Data entries
● ● ● ● ● ● ●

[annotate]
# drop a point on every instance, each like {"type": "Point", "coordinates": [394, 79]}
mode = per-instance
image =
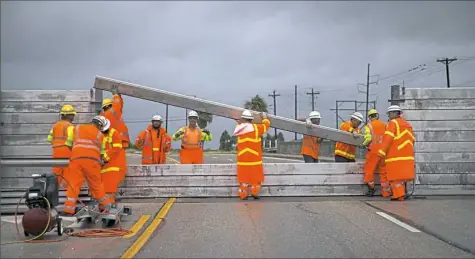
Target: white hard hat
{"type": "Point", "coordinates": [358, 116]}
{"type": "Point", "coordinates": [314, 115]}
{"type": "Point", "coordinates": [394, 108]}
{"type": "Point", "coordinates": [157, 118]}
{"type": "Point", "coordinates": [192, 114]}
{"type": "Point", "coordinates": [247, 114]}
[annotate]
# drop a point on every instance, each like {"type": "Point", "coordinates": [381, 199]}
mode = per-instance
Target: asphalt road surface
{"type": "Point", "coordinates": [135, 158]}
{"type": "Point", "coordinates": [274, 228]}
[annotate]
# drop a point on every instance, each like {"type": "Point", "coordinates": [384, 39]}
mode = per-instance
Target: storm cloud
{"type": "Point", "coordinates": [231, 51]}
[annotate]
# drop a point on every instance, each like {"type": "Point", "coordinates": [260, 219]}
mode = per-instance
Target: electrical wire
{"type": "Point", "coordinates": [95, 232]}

● ● ● ● ● ● ●

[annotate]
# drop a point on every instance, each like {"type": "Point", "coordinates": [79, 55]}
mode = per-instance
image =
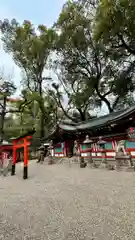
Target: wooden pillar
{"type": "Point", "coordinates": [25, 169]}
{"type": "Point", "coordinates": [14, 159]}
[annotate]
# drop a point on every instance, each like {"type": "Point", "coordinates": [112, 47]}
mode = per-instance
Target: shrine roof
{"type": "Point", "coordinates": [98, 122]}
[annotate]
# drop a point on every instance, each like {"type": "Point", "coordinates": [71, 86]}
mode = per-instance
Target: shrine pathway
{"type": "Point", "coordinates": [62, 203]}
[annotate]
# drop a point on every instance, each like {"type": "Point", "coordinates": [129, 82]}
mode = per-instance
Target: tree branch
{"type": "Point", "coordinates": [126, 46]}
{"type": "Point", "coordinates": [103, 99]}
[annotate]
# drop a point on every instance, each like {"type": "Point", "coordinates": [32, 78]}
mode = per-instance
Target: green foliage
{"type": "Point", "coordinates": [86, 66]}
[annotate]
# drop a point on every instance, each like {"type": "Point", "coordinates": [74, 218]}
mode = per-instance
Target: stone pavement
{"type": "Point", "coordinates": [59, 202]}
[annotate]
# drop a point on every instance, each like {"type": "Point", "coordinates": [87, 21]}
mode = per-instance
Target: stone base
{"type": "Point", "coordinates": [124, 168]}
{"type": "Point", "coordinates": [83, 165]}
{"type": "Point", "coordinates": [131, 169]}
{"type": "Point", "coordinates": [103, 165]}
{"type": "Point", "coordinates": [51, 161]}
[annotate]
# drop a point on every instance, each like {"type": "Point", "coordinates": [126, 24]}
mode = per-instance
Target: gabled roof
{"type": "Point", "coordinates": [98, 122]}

● ● ● ● ● ● ●

Gather every line in the rows above that contains the word "stone", and treat uppercase and lowercase as different.

* [Written response]:
Target: stone pavement
Target: stone base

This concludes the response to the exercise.